INSTRUCTIONS TO FOLLOW: Can you find every line in the records below that contains the string "rock" and copy each of those lines? Case must match.

Excerpts from location labeling data:
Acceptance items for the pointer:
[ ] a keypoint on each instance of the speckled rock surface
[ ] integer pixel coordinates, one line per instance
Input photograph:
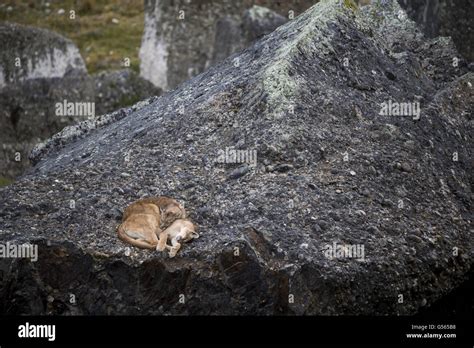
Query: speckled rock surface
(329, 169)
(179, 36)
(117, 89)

--

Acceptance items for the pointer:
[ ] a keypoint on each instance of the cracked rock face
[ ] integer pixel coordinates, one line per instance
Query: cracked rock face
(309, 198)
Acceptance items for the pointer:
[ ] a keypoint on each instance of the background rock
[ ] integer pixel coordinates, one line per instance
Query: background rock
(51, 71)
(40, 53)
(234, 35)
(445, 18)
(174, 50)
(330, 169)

OUTPUT FOR THIS TASK:
[ ] a keypoint on each instance of the speckled rock surface
Query: speckled rock surface
[ ] a keypoint on each instance of the cracked rock face
Query: cracked rock face
[ ] a keypoint on each instance of the background rock
Query: background rock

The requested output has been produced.